Description of the task: Return a copy of every line in the data below that contains "chimney".

(Stored dataset items)
╔══
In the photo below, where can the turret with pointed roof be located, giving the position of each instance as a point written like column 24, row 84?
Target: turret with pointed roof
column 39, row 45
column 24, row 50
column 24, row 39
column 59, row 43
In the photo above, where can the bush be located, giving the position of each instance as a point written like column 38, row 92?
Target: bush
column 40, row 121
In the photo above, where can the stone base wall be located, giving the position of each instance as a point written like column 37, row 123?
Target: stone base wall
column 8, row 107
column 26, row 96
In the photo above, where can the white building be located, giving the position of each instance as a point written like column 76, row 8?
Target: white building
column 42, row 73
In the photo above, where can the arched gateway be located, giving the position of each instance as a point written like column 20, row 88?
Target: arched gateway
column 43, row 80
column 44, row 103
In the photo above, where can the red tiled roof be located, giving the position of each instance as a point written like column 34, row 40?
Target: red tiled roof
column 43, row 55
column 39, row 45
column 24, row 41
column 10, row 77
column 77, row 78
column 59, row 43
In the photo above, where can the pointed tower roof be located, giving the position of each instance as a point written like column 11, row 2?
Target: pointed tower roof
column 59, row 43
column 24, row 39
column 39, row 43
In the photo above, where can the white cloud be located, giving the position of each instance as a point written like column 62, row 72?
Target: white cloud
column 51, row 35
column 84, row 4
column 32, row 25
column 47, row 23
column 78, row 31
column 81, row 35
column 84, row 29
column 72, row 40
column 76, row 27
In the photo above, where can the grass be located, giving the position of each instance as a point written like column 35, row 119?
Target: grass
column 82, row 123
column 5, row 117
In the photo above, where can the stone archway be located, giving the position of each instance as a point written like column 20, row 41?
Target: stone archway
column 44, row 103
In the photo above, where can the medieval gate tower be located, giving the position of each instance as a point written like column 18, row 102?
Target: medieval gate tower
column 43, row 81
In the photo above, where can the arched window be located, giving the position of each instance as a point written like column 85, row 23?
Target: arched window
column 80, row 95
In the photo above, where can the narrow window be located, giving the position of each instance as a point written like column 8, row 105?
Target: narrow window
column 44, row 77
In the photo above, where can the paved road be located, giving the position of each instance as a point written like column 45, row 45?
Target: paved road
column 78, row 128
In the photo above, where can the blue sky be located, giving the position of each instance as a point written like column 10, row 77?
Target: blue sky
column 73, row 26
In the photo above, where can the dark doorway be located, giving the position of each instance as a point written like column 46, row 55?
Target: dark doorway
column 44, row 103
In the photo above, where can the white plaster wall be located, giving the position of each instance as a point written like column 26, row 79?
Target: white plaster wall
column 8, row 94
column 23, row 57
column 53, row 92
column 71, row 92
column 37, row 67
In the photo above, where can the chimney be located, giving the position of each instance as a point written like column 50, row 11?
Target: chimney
╚══
Solution for this task:
In the photo above, where can the chimney be located, giving the position of each instance as a point written like column 50, row 11?
Target: chimney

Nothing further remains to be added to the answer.